Japonya gibi ülkelerde ‘sosyal modernlik otizmi’ var
Japon kültürünün, diğer kültürlerle karşılaştırıldığında genellikle daha sakin, ciddi ve disiplinli bir imaj sergilediğine işaret eden Prof. Dr. Sultan Tarlacı, “Japonlar, toplumda uyum ve düzenin önemini vurgulayan bir anlayışa sahiptirler. Bu nedenle, bazı gözlemciler, Japonlar arasında gülmek ve mizahın daha az görüldüğünü düşünebilir. Japonya gibi ülkelerde “Sosyal modernlik otizmi” denen bir durum var. Sosyal otizm, bireyin sosyal etkileşim becerilerini etkiler. Sosyal ipuçlarını anlamakta ve yorumlamakta güçlük çekerler. Sözsüz iletişim, beden dili ve göz teması gibi sosyal ipuçlarını yakalamakta zorlanabilirler. Bu nedenle, sosyal etkileşimlerde tipik olarak beklenen davranışları sergilemekte güçlük çekebilirler”. diye konuştu.
Gülme gibi duygusal tepkiler unutulmaz
Herhangi bir bireysel durumda veya nadir tıbbi koşullarda, gülme yeteneğinin geçici olarak kaybedilebileceğini belirten Prof. Dr. Sultan Tarlacı, “bazı depresyon veya anksiyete bozuklukları gibi ruh sağlığı sorunları bireyin normal gülmek tepkilerini azaltabilir veya engelleyebilir. Ayrıca bazı nörolojik rahatsızlıklar, Parkinson hastalığı veya felç gibi durumlarda gülme yeteneği zayıflayabilir.” diye konuştu.

• _Çalışma Soruları_
1. Gülme ve Japon kültürü üzerine olan alıntıda, sosyal otizmi olan kişilerin yakalamakta zorlanabileceği belirtilen sosyal ipuçları nelerdir? Hepsini sıralayın.
2. Gülme ve Japon kültürü üzerine olan alıntıya göre Japonya gibi ülkelerde hangi durum var?

• _Bilgiler_
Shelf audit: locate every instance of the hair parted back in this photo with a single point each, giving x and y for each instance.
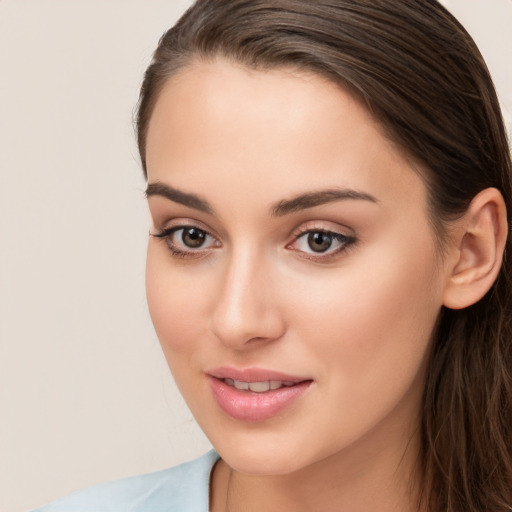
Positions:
(423, 79)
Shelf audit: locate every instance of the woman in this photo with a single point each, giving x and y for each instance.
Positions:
(328, 271)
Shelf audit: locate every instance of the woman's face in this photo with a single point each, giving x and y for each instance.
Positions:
(294, 257)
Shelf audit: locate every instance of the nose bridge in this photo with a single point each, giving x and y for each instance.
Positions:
(245, 310)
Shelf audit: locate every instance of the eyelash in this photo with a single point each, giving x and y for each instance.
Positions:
(167, 235)
(344, 241)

• _Cevap Bölümü_
1. Sözsüz iletişim, beden dili ve göz teması.

2. "Sosyal modernlik otizmi" denen bir durum var.